Items from a dataset
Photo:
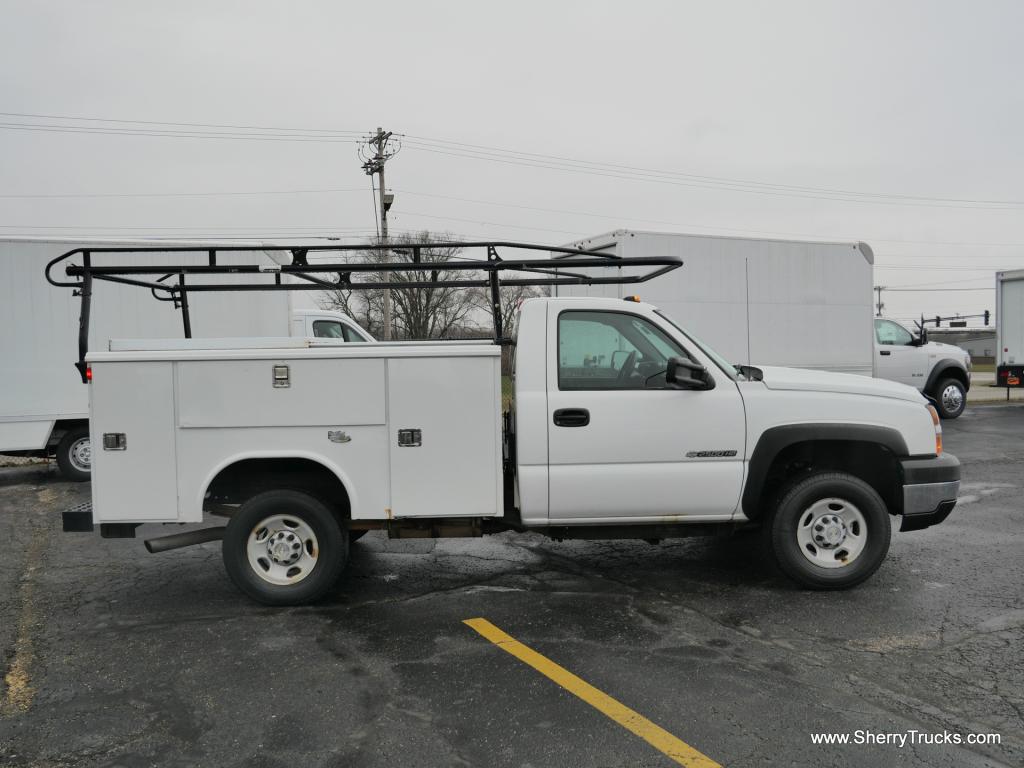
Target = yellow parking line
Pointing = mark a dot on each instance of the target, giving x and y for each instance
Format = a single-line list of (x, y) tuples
[(657, 737)]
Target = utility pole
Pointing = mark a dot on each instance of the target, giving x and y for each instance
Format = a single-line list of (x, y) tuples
[(374, 163)]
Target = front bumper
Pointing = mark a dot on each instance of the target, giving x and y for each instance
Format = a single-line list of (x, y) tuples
[(930, 488)]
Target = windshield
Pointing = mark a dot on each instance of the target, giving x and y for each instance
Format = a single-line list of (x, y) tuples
[(727, 368)]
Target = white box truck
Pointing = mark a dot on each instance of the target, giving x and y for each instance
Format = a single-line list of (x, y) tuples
[(624, 425), (1010, 328), (794, 303), (44, 406)]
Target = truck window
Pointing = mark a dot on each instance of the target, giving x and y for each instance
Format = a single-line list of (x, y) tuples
[(351, 334), (611, 350), (892, 334), (329, 330)]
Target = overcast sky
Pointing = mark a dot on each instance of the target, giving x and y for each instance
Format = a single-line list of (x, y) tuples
[(899, 124)]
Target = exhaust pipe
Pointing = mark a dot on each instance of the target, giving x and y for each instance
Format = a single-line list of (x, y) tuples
[(189, 538)]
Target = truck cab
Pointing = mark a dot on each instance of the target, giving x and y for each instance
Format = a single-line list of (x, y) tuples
[(327, 324), (941, 372)]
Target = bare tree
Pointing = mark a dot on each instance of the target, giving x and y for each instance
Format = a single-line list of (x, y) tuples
[(417, 312), (512, 298)]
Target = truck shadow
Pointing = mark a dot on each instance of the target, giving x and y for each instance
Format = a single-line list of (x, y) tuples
[(28, 473)]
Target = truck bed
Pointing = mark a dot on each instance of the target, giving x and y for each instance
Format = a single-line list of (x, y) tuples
[(193, 409)]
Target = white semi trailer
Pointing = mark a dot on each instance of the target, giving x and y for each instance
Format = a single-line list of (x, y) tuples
[(44, 406), (1010, 328)]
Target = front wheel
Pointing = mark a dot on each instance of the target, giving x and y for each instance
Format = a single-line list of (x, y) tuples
[(75, 455), (285, 548), (828, 531), (951, 398)]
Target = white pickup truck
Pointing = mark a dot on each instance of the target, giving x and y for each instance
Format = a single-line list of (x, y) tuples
[(940, 371), (623, 425)]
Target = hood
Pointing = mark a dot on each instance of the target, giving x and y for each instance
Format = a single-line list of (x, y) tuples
[(824, 381)]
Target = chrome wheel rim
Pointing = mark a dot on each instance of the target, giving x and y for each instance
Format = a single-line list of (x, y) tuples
[(282, 550), (832, 532), (80, 455), (952, 398)]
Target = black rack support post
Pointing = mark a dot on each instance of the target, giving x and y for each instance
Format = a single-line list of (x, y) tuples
[(83, 317), (183, 294), (496, 296)]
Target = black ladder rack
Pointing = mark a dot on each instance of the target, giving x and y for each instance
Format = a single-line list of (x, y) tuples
[(173, 282)]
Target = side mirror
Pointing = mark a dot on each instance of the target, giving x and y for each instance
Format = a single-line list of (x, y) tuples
[(684, 374)]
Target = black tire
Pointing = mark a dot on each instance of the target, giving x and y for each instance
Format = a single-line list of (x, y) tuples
[(71, 460), (950, 398), (327, 549), (793, 512)]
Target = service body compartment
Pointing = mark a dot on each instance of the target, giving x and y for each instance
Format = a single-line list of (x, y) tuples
[(135, 399), (189, 413), (445, 436)]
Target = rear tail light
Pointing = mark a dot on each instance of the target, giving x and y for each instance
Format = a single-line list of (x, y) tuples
[(938, 428)]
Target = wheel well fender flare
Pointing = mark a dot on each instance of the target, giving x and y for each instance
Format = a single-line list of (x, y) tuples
[(776, 439), (337, 471), (947, 368)]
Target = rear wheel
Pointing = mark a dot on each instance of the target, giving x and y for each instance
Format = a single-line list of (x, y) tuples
[(285, 548), (830, 530), (951, 398), (75, 455)]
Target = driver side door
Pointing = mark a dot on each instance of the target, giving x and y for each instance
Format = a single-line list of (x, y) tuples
[(622, 446), (896, 356)]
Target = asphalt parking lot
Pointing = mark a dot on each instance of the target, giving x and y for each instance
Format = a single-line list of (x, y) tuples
[(113, 656)]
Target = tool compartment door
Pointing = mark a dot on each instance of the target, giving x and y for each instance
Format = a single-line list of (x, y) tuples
[(138, 482), (455, 402)]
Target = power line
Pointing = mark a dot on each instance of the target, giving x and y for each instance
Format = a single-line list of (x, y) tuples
[(179, 134), (537, 160), (724, 184), (164, 122), (78, 196), (934, 290), (717, 179)]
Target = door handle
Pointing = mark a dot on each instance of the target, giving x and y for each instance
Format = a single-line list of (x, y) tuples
[(571, 417)]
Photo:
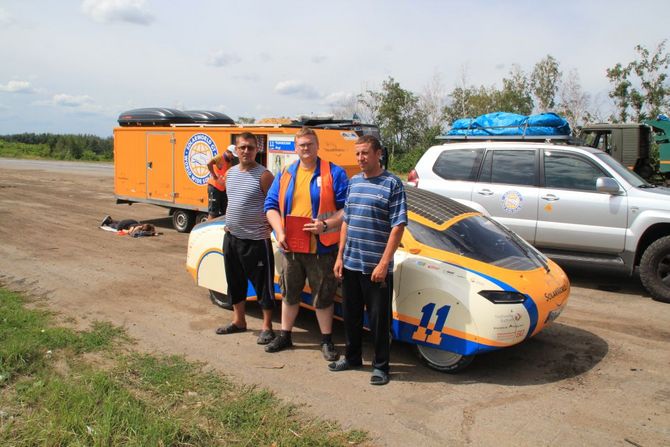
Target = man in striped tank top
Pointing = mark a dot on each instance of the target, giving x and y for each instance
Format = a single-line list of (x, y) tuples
[(375, 216), (247, 246)]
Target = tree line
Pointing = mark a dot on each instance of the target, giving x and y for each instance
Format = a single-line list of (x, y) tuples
[(409, 121), (61, 147)]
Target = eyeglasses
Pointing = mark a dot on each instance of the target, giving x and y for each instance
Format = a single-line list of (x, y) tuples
[(246, 148)]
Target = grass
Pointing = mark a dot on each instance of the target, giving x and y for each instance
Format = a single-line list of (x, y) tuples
[(63, 387), (13, 149)]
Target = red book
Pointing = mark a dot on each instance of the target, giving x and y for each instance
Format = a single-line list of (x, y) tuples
[(297, 239)]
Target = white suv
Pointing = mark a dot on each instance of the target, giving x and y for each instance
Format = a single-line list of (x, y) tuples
[(576, 204)]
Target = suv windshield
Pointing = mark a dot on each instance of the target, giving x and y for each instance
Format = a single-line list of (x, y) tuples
[(628, 175), (479, 238)]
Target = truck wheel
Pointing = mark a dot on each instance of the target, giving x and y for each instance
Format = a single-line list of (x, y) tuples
[(443, 361), (183, 220), (655, 269), (220, 299)]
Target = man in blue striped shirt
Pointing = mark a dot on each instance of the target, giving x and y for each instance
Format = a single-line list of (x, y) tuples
[(375, 215)]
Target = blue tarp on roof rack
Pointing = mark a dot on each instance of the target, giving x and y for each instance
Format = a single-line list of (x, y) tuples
[(508, 124)]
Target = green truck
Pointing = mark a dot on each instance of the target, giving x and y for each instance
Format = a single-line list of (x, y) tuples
[(632, 144)]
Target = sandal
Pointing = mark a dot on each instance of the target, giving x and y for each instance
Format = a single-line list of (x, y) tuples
[(379, 377), (343, 365), (230, 329), (265, 337)]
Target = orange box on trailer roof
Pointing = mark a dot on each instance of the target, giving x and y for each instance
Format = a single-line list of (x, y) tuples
[(161, 155)]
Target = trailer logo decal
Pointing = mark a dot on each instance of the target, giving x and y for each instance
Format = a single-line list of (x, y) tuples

> **INSTRUCTION**:
Please render every line of the material above as a Markdown table with the columns "Row" and "Line", skipping blank lines. Leave the pictures out of the table.

> **SOLVED EXERCISE**:
| Row | Line |
|---|---|
| 1 | Photo: |
| 2 | Target = yellow parking line |
| 3 | Pointing = mark a dot on each instance of the target, giving x and y for each instance |
| 4 | Format = a single-line list of (x, y) tuples |
| 5 | [(657, 737)] |
| 6 | Target = utility pole |
| 7 | Pointing = mark a dot on each instance of the target, giving x and y for each instance |
| 8 | Format = a single-line list of (x, y) tuples |
| 9 | [(374, 163)] |
| 10 | Target = front bumper |
| 11 | Pointing = mark a dot on each instance of the target, giving x and y for each instance |
| 12 | Format = a single-line list of (x, y) tuples |
| 13 | [(930, 488)] |
| 14 | Target = windshield |
| 15 | Pointing = mark a dot on each instance of the target, giving x and y for each instance |
| 16 | Format = a single-line list of (x, y) tuples |
| 17 | [(727, 368)] |
| 18 | Target = white box truck |
| 19 | Pointing = mark a dot on each instance of the target, giving x and y for each instance |
| 20 | Format = a single-line list of (x, y) tuples |
| 21 | [(624, 425), (1010, 328), (794, 303), (44, 406)] |
| 22 | Target = truck window |
| 23 | Pointing = mark a dot on each instance of the target, giving x and y for each instance |
| 24 | Format = a single-line list of (x, y) tuples |
| 25 | [(351, 334), (611, 350), (892, 334), (329, 330)] |
| 26 | Target = overcast sky |
| 27 | Pointing = mark a dot on each instance of the target, giving x and y for each instance |
| 28 | Format = a single-line list of (x, y) tuples |
| 29 | [(899, 124)] |
| 30 | Target = exhaust pipe |
| 31 | Pointing = mark a dot on each instance of the target, giving x and y for each instance |
| 32 | Format = a single-line list of (x, y) tuples |
| 33 | [(189, 538)] |
| 34 | Target = truck cab |
| 35 | Pointing = mark a dot on each instance of the target, giving x and y for each instance |
| 36 | Format = a single-line list of (x, y) tuples |
| 37 | [(327, 324), (941, 372)] |
| 38 | Target = bare tree |
| 39 | Pointing = mark a dot on each instance of the target, giving x and y for each instance |
| 40 | Format = a single-line list of (x, y) tuples |
| 41 | [(417, 312), (512, 298)] |
| 42 | Target = truck shadow |
| 43 | Pointing = mark a dot on each instance of the target, giving x and y for each instance |
| 44 | Format = a single-line list of (x, y) tuples |
| 45 | [(28, 473)] |
| 46 | Target = truck bed |
| 47 | Pointing = mark a dot on each instance of the target, giving x and y for each instance |
| 48 | Format = a single-line list of (x, y) tuples |
| 49 | [(193, 409)] |
| 50 | Target = white semi trailer |
| 51 | Pointing = mark a dot on each instance of the target, giving x and y for each instance |
| 52 | Format = a single-line list of (x, y) tuples |
| 53 | [(44, 406), (1010, 328)] |
| 54 | Target = front wheel |
| 55 | Pointing = mark a dot on each instance of the target, giving x and y for each instance |
| 56 | Format = a single-line list of (x, y) tuples |
| 57 | [(75, 455), (285, 548), (828, 531), (951, 398)] |
| 58 | Target = white pickup truck |
| 59 | Pointing = mark a dot on each instance of the target, giving x and y for each instance |
| 60 | Format = a single-line list of (x, y) tuples |
| 61 | [(940, 371), (623, 425)] |
| 62 | Target = hood |
| 63 | Pointing = mark a dot on each instance of the target, giving x and y for each instance |
| 64 | Format = a single-line list of (x, y) tuples |
| 65 | [(824, 381)] |
| 66 | Target = chrome wheel rim |
| 67 | Pointing = mark a dot on each instance of the target, giving x and y for each instance |
| 68 | Format = a single-line list of (x, y) tuples |
| 69 | [(282, 550), (832, 532), (80, 455), (952, 398)] |
| 70 | Target = black rack support post |
| 71 | Pointing = mark a dot on each instance of the target, giving x and y for each instance |
| 72 | Format = a single-line list of (x, y) tuples |
| 73 | [(83, 317), (183, 294), (496, 296)] |
| 74 | Target = black ladder rack |
| 75 | Pointing = mark a dot on each instance of the target, giving x and y for each instance |
| 76 | Format = a single-line list of (x, y) tuples |
| 77 | [(173, 282)] |
| 78 | Target = side mirror |
| 79 | Pointing = mark a dot on each instance of the target, giving x and y for each instance |
| 80 | Format = a single-line list of (x, y) tuples |
| 81 | [(684, 374)] |
| 82 | Target = black tire |
| 83 | Pointing = mark a dot on each instance of the target, giving x and y for each instance |
| 84 | Format = a single-line list of (x, y) tuples |
| 85 | [(71, 460), (950, 398), (327, 549), (793, 512)] |
| 86 | Target = service body compartment |
| 87 | Pointing = mark a dot on each instance of the target, giving x and y for each instance |
| 88 | Format = a single-line list of (x, y) tuples |
| 89 | [(135, 399), (189, 413), (445, 436)] |
| 90 | Target = rear tail light |
| 91 | Pointing = mark a dot on each instance of the target, giving x and y for each instance |
| 92 | Format = a single-line list of (x, y) tuples |
| 93 | [(938, 428)] |
| 94 | Target = wheel well fender flare |
| 95 | Pointing = mark a dot on each instance of the target, giving x and y for each instance |
| 96 | Format = a single-line list of (x, y) tuples |
| 97 | [(776, 439), (337, 471), (947, 368)] |
| 98 | Target = rear wheel |
| 99 | Pointing = mark a dot on each instance of the target, giving x and y for each instance |
| 100 | Format = a single-line list of (x, y) tuples |
| 101 | [(285, 548), (830, 530), (951, 398), (75, 455)] |
| 102 | Target = driver side door |
| 103 | Pointing = mark a dot on each instance of the target, giving x and y for each instance |
| 104 | Format = a single-line list of (x, y) tuples |
| 105 | [(622, 446), (896, 356)] |
| 106 | Target = asphalt parking lot |
| 107 | Pointing = mark a dot on each instance of the target, giving x and y for each instance |
| 108 | Format = a single-line list of (x, y) tuples |
| 109 | [(113, 656)] |
| 110 | Target = tool compartment door |
| 111 | Pointing = mark a dot on each instance of the target, giving x and y for each instance |
| 112 | Format = a single-line list of (x, y) tuples |
| 113 | [(138, 482), (455, 402)] |
| 114 | Target = power line |
| 115 | Pointing = mark a dot on each instance of the target, giving x and y for each instance |
| 116 | Format = a single-line list of (x, y) tuples |
| 117 | [(179, 134), (537, 160), (724, 184), (164, 122), (78, 196), (934, 290), (717, 179)] |
| 118 | Target = door handle |
| 119 | Pointing = mark a dot on each instance of the target, giving x and y for each instance |
| 120 | Format = a single-line list of (x, y) tuples |
| 121 | [(571, 417)] |
| 122 | Photo: |
| 123 | Target = man in striped tank top |
| 124 | Pointing = mark a dot on each instance of the target, giving x and y for each instance |
| 125 | Format = a single-line list of (x, y) tuples |
| 126 | [(375, 216), (247, 246)] |
| 127 | Target = tree line |
| 128 | Pointing = mark a dot on each instance of the target, giving x and y for each instance |
| 129 | Format = a single-line list of (x, y) tuples |
| 130 | [(409, 121), (61, 147)] |
| 131 | Target = eyeglasses |
| 132 | Pointing = mark a dot on each instance of the target, giving x and y for each instance |
| 133 | Format = a single-line list of (x, y) tuples |
| 134 | [(246, 148)] |
| 135 | Target = grass |
| 136 | Pointing = mark a dot on each instance of the target, giving x and y for each instance |
| 137 | Format = a single-line list of (x, y) tuples |
| 138 | [(63, 387), (13, 149)] |
| 139 | Target = red book |
| 140 | Pointing = mark a dot on each instance of the target, giving x and y for each instance |
| 141 | Format = a single-line list of (x, y) tuples |
| 142 | [(297, 239)] |
| 143 | Target = white suv |
| 144 | Pointing = mark a dot on each instance of the target, giving x and y for each instance |
| 145 | Format = a single-line list of (x, y) tuples |
| 146 | [(576, 204)] |
| 147 | Target = suv windshield |
| 148 | Pointing = mark a dot on each instance of the target, giving x and y for each instance |
| 149 | Format = a single-line list of (x, y) tuples |
| 150 | [(628, 175), (479, 238)] |
| 151 | Target = truck wheel |
| 152 | Pointing = mark a dot on each instance of the target, giving x and y for each instance |
| 153 | Format = a single-line list of (x, y) tuples |
| 154 | [(443, 361), (183, 220), (655, 269), (220, 299)] |
| 155 | Target = man in blue striped shirt |
| 156 | Pointing = mark a dot on each instance of the target, giving x and y for each instance |
| 157 | Format = a single-line list of (x, y) tuples |
| 158 | [(375, 215)] |
| 159 | Target = blue tarp on roof rack |
| 160 | Pointing = mark a dot on each instance of the target, giving x and y for each instance |
| 161 | Format = a single-line list of (x, y) tuples |
| 162 | [(508, 124)] |
| 163 | Target = green truck |
| 164 | Pointing = mark a dot on each instance of the target, giving x and y for each instance |
| 165 | Format = a single-line list of (x, y) tuples |
| 166 | [(632, 144)] |
| 167 | Target = sandal |
| 168 | Pointing = mark a dot on each instance of the target, giving x and y for each instance |
| 169 | Format = a single-line list of (x, y) tuples |
| 170 | [(379, 377), (343, 365), (230, 329), (265, 337)] |
| 171 | Target = orange box on trailer roof |
| 172 | Pointing = mark a dot on each instance of the target, giving x and y for each instance |
| 173 | Format = a single-line list of (x, y) tuples |
| 174 | [(161, 155)] |
| 175 | Target = trailer logo decal |
| 176 | Pointing = mark a dot on each instance of the target, giving x and y for each instance |
| 177 | Format = a single-line list of (x, y) tuples |